→ **DIRECTIONS**: Carry on the comment thread about moisture barrier carpet padding from the point where its text stops.
BEGIN QUOTED PASSAGE
I have a second floor home built in 1970’s. Installed new carpet in 2017 with Scotchguard moisture barrier padding. Now after 4 years it this pad has trapped moisture between pad and subfloor causing subfloor to buckle in some areas. Now I probable will have to remove carpet, pad and some subfloor too correct. Anyone else have this problem?

Nancy Spanier
2 months ago

Hi I have a first floor condo on the bay front. The building is stick built on pilings. There is a low air space from the ground to my floor. Ever since they sprayed insulation on the underside of the building I’ve had a musty odor. Will replacing the carpeting with a moisture proof padding be beneficial?

-Dan
1 year ago

This is an excellent article and, unfortunately, I found it AFTER installing pet stain resistant carpeting along with the SpillSafe, moisture barrier pad. It has all been very horrifying. The carpet cleaning instructions are all based upon seeing the animal pee so that one can quickly blot up the puddle. The reality is that no self-respecting pet will do this in front of their owner. Instead, they do it late at night and you will not see it the next morning because the stain resistant carpet hides stains VERY well. With my older carpet, I could use a UV flashlight and animal stains (urine, vomit)… Read more »
END QUOTED PASSAGE
BEGIN LISTED RECORDS
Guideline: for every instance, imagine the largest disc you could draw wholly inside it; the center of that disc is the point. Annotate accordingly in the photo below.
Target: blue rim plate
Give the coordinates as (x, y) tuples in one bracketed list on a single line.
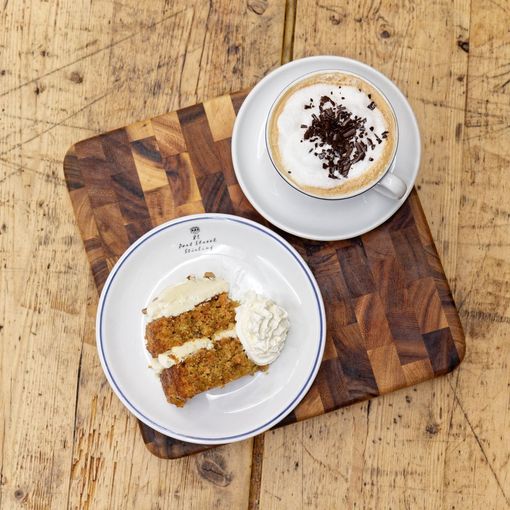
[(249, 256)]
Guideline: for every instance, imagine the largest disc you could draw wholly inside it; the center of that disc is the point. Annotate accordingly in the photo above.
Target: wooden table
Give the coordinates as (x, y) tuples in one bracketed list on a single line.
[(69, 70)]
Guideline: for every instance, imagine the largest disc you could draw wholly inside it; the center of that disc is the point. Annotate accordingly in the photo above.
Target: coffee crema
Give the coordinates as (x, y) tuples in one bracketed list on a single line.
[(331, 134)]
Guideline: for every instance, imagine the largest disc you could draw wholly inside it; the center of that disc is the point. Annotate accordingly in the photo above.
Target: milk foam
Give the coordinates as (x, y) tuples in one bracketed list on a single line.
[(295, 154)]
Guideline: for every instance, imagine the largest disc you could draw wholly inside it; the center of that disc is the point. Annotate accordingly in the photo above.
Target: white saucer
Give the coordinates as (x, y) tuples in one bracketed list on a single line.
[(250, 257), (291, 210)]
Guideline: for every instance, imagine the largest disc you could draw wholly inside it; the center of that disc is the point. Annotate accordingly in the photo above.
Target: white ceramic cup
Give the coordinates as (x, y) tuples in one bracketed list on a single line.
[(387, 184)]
END LISTED RECORDS
→ **RESPONSE TO THIS TASK**:
Becky Townzen
1 year ago

I have tore the carpet out ,pet urine and moisture built up over time carpet wouldn’t dry. Padding looks ,spill proof padding. Could i put new carpet over existing pad ? Or do I have to replace all of it ?

Gina
1 year ago

We just moved into a new house and surprise! the whole basement was used as a bathroom for the previous owner’s pets. We don’t have pets (and don’t intend on getting any soon). Our installer recommended a rubber pad in the basement but I’m concerned with the breathability of the rubber on the concrete. What are your thoughts?